**QUOTED TEXT:**
<<<<

July 30th, 2006

Tivo Alert - David Walsh on Good Morning America

Once again it's time to fire up the Tivo...

GP has learned that Dr. David Walsh, president of the National Institute on Media & the Family, will appear on ABC's Good Morning America program tomorrow. GMA airs at 7:00 A.M. Eastern Time. Walsh is scheduled to be on the second segment, which we assume means sometime after 8:00 A.M.

His topic? The teen brain, so expect games to come in for more than a passing mention.

The politically-connected Walsh stood with Hillary Clinton during last summer's Hot Coffee press conference. He has also taken on, at various times, the ESRB as well as game-hatin' attorney Jack Thompson. Gamers may not often agree with Walsh, but his Good Morning America appearance should be interesting.

GP: Despite some differences on game content issues, there are two things we like about the NIMF boss: first, he invariably treats gamers with respect; also, you'll never hear him brag about being on T.V.

>>>>

Retype the Good Morning America post from "Once again it's" up to and including "a passing mention.". The rows come from a separate source and have no connection to the Good Morning America post.

**RAW RECORDS:**
<<<<

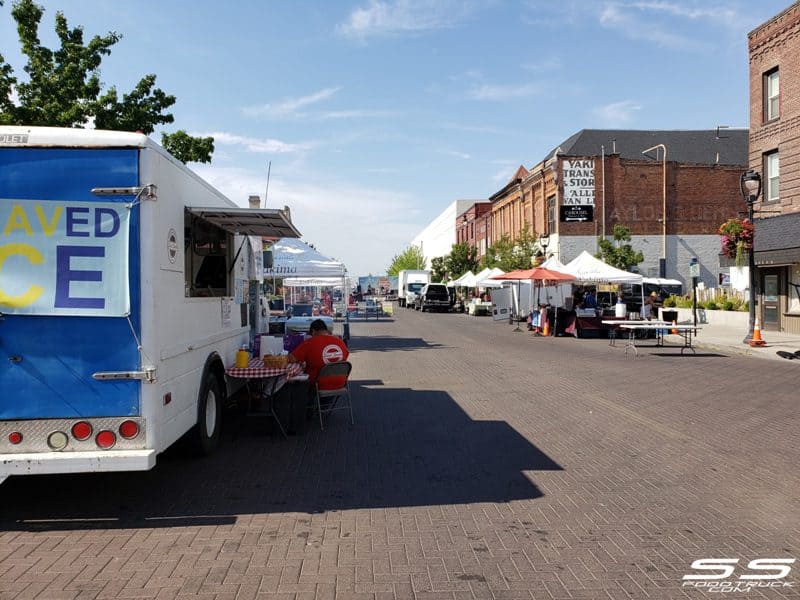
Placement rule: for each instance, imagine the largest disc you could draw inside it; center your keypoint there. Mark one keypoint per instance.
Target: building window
(772, 170)
(551, 214)
(771, 95)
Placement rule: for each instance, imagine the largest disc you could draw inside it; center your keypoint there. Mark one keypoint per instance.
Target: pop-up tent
(300, 265)
(588, 269)
(293, 258)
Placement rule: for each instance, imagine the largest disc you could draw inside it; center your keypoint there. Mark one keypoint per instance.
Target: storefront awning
(264, 222)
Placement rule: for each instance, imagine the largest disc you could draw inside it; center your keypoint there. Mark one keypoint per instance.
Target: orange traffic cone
(756, 340)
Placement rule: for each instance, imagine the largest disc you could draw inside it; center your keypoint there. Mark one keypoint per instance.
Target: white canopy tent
(300, 265)
(485, 281)
(588, 269)
(466, 280)
(293, 258)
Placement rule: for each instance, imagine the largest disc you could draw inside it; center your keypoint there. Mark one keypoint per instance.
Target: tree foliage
(620, 253)
(410, 258)
(463, 257)
(508, 254)
(63, 87)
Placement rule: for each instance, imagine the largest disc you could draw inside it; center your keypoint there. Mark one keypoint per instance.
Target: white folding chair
(337, 396)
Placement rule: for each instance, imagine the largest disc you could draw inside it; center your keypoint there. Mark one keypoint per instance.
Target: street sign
(694, 268)
(574, 212)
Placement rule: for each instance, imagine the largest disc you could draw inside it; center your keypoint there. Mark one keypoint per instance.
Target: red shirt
(321, 350)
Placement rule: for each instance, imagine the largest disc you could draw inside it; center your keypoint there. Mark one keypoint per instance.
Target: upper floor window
(771, 95)
(772, 170)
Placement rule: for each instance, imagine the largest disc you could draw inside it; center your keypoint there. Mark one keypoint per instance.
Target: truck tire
(209, 416)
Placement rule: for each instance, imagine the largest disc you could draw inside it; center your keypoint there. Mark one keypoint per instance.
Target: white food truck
(127, 284)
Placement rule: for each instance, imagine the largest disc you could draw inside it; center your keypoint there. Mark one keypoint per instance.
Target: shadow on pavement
(407, 448)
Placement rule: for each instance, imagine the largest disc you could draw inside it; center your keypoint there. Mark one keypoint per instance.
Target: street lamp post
(750, 187)
(662, 263)
(544, 241)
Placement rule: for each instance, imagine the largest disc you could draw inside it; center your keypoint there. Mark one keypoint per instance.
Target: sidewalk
(729, 340)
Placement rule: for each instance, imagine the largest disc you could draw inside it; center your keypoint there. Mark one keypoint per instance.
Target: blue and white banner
(64, 258)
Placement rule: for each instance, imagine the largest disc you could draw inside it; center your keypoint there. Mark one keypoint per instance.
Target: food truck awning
(264, 222)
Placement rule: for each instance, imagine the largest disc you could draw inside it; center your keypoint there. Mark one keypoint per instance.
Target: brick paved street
(483, 464)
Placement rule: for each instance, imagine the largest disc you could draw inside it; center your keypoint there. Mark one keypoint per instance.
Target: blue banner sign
(64, 258)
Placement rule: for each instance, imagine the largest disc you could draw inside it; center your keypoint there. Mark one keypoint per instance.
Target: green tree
(410, 258)
(508, 254)
(63, 87)
(463, 257)
(620, 253)
(438, 269)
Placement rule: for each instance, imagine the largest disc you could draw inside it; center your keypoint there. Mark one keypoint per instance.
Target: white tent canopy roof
(553, 264)
(294, 258)
(466, 280)
(485, 280)
(586, 268)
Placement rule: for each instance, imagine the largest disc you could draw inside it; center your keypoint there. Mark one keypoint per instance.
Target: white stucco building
(437, 239)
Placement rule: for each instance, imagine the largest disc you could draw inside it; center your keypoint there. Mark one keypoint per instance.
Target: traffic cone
(756, 340)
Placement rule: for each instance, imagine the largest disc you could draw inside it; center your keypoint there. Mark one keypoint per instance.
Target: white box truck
(125, 292)
(409, 284)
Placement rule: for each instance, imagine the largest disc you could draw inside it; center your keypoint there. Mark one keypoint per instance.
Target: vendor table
(661, 328)
(479, 308)
(265, 382)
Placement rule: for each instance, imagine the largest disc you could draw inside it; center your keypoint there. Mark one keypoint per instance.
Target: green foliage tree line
(63, 88)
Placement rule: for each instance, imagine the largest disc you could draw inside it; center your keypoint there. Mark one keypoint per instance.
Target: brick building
(774, 53)
(672, 189)
(474, 228)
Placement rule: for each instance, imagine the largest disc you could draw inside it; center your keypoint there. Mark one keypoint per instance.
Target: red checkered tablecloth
(256, 369)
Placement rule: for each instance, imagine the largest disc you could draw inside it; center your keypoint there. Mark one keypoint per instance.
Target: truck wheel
(209, 416)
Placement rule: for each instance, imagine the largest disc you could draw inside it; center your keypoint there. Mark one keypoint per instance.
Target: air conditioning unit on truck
(409, 284)
(124, 293)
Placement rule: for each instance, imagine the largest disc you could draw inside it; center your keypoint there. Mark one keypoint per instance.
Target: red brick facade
(774, 53)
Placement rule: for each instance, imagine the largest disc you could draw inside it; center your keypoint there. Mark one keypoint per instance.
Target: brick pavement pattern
(484, 464)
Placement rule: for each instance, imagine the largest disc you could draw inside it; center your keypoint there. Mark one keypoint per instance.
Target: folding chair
(340, 369)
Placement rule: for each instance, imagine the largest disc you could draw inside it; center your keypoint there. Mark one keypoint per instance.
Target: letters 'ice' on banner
(64, 258)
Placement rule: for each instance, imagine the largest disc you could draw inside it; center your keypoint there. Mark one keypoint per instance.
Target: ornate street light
(544, 241)
(750, 187)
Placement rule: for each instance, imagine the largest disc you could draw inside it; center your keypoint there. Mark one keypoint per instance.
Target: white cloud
(363, 227)
(289, 106)
(547, 64)
(254, 144)
(503, 92)
(391, 17)
(353, 114)
(633, 21)
(617, 114)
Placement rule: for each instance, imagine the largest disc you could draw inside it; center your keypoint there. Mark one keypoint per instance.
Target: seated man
(320, 349)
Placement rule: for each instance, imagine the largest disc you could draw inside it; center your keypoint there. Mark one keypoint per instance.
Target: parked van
(433, 296)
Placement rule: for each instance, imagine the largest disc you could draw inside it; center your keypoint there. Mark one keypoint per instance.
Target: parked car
(300, 317)
(433, 296)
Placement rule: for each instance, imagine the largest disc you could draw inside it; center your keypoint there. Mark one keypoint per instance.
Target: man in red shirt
(320, 349)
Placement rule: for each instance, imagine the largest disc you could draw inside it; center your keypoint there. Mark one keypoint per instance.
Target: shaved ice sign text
(64, 258)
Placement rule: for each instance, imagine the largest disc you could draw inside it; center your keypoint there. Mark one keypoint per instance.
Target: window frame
(771, 112)
(772, 180)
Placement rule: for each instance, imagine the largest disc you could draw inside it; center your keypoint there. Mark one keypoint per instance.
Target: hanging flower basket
(737, 238)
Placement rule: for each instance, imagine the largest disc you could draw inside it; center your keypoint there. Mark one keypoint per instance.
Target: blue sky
(377, 114)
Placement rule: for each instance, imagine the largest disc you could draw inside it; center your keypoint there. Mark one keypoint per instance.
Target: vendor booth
(590, 270)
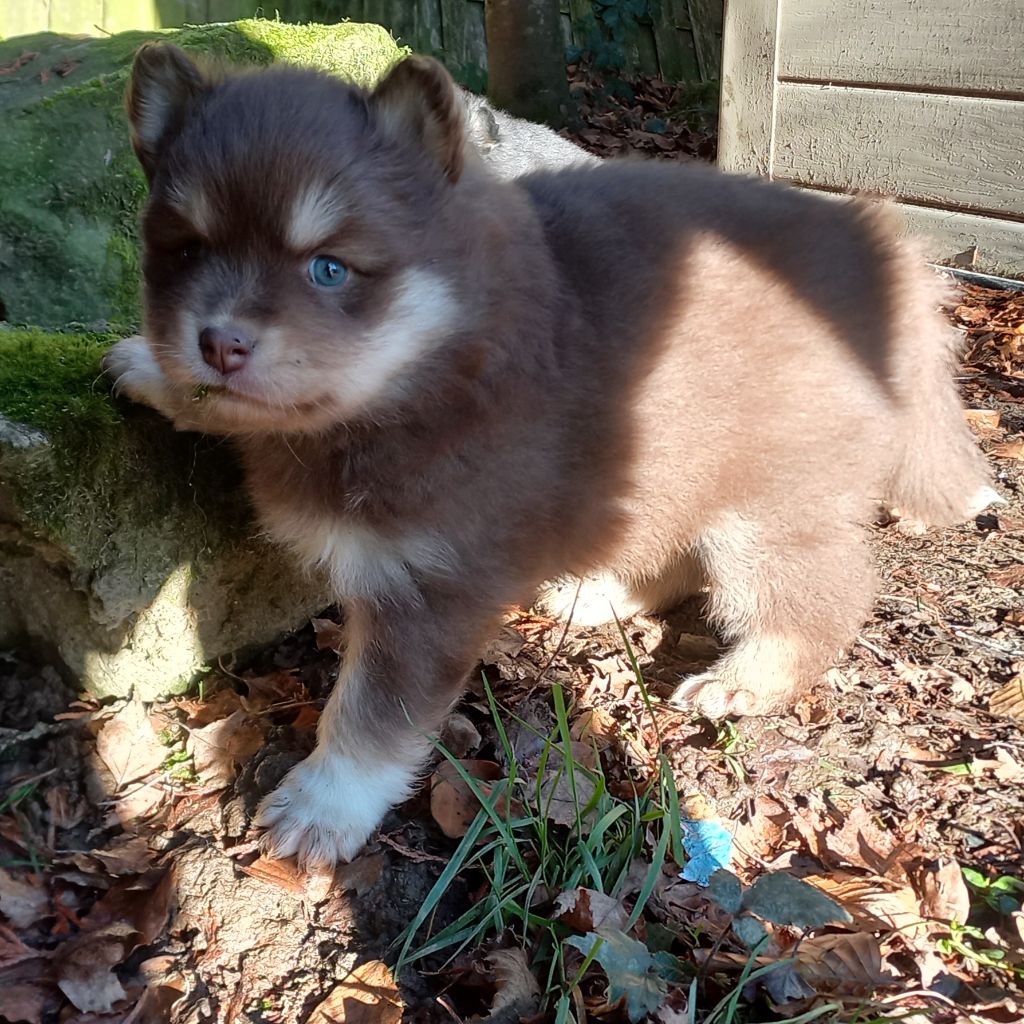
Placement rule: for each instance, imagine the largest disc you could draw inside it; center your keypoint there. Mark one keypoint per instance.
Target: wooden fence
(680, 40)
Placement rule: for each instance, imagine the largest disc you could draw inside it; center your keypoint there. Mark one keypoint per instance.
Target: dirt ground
(132, 889)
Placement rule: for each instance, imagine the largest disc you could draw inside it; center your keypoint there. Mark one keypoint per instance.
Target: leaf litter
(872, 838)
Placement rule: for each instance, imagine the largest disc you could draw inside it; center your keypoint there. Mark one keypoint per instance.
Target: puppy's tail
(939, 475)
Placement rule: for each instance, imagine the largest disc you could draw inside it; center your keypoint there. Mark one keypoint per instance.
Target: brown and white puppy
(448, 388)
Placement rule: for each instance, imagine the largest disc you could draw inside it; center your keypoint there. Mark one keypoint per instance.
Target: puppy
(511, 146)
(446, 388)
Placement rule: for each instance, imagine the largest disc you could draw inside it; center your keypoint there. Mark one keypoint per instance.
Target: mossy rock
(126, 550)
(72, 188)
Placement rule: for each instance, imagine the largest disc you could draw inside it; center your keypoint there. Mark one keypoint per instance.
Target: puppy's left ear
(163, 84)
(419, 101)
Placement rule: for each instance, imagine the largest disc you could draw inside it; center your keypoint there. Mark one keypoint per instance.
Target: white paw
(716, 696)
(595, 600)
(757, 677)
(327, 807)
(136, 374)
(982, 499)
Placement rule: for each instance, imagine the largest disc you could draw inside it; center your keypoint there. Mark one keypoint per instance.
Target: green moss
(53, 383)
(73, 188)
(116, 483)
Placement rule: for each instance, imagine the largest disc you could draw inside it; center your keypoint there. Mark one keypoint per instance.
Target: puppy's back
(767, 312)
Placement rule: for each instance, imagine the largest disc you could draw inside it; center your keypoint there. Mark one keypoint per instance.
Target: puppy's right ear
(164, 82)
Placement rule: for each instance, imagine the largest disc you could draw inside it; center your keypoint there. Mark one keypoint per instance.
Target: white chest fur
(360, 561)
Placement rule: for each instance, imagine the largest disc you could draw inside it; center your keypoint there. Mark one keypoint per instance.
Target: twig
(407, 851)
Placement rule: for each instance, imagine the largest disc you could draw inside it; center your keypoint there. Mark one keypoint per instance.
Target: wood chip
(1009, 700)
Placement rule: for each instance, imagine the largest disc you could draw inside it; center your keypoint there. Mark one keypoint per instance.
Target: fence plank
(232, 10)
(75, 16)
(945, 43)
(706, 39)
(25, 17)
(465, 42)
(173, 13)
(944, 233)
(952, 151)
(677, 57)
(748, 109)
(125, 14)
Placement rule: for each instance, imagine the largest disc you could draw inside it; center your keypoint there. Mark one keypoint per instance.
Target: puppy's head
(297, 244)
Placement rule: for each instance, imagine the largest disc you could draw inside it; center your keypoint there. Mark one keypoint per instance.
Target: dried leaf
(329, 635)
(1012, 576)
(709, 848)
(452, 802)
(283, 873)
(128, 855)
(565, 792)
(460, 737)
(84, 973)
(1009, 699)
(360, 875)
(635, 974)
(725, 889)
(590, 910)
(1008, 769)
(367, 995)
(982, 419)
(143, 903)
(780, 898)
(128, 744)
(862, 843)
(844, 964)
(875, 903)
(219, 747)
(23, 901)
(1013, 449)
(25, 1003)
(12, 949)
(943, 892)
(517, 993)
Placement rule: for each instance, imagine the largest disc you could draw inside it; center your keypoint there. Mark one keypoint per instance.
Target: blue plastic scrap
(709, 847)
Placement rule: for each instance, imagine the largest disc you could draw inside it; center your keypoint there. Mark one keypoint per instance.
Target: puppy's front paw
(135, 372)
(594, 600)
(717, 697)
(328, 806)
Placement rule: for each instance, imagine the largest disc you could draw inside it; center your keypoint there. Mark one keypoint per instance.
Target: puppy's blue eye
(328, 271)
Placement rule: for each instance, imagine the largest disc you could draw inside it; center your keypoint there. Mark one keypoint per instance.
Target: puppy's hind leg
(786, 598)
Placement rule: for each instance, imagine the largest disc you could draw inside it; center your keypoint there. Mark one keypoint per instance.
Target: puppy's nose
(225, 348)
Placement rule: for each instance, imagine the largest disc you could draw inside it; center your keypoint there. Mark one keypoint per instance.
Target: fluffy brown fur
(649, 377)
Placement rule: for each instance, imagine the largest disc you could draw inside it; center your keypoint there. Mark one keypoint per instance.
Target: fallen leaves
(217, 749)
(128, 743)
(367, 995)
(453, 803)
(993, 322)
(590, 910)
(85, 968)
(517, 993)
(637, 977)
(1008, 700)
(23, 900)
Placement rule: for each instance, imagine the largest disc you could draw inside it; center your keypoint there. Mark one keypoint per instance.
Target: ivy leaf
(724, 889)
(784, 900)
(709, 847)
(633, 972)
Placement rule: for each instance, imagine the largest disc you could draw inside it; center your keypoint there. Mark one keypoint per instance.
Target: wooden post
(747, 125)
(526, 59)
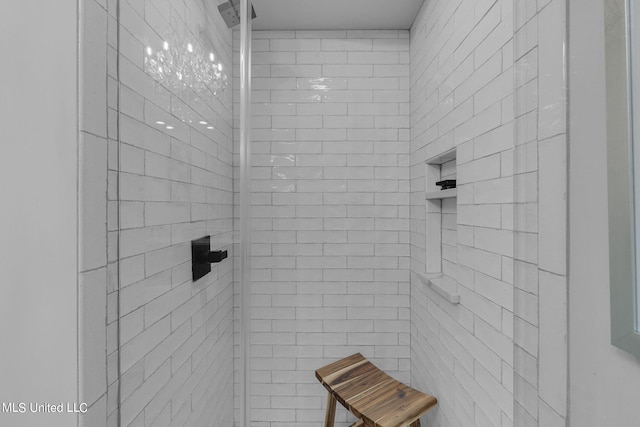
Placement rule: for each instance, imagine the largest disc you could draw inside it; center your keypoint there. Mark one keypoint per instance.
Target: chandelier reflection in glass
(187, 68)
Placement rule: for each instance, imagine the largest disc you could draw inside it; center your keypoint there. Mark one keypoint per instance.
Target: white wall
(462, 97)
(175, 185)
(38, 218)
(330, 213)
(603, 379)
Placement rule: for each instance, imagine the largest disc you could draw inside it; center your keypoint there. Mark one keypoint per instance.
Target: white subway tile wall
(167, 181)
(540, 216)
(330, 207)
(462, 97)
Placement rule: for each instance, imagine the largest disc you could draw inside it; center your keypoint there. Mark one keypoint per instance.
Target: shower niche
(441, 226)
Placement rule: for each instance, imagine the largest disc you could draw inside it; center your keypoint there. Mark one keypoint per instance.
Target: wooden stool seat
(371, 395)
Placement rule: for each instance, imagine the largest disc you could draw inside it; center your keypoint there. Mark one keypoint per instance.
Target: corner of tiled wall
(95, 212)
(330, 194)
(462, 98)
(179, 335)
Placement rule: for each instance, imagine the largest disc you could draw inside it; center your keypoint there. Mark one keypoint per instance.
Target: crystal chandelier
(186, 67)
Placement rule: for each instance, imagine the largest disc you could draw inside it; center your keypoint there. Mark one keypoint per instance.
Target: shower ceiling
(335, 14)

>>>>

**OUTPUT OF THE EXERCISE:**
Once again it's time to fire up the Tivo...

GP has learned that Dr. David Walsh, president of the National Institute on Media & the Family, will appear on ABC's Good Morning America program tomorrow. GMA airs at 7:00 A.M. Eastern Time. Walsh is scheduled to be on the second segment, which we assume means sometime after 8:00 A.M.

His topic? The teen brain, so expect games to come in for more than a passing mention.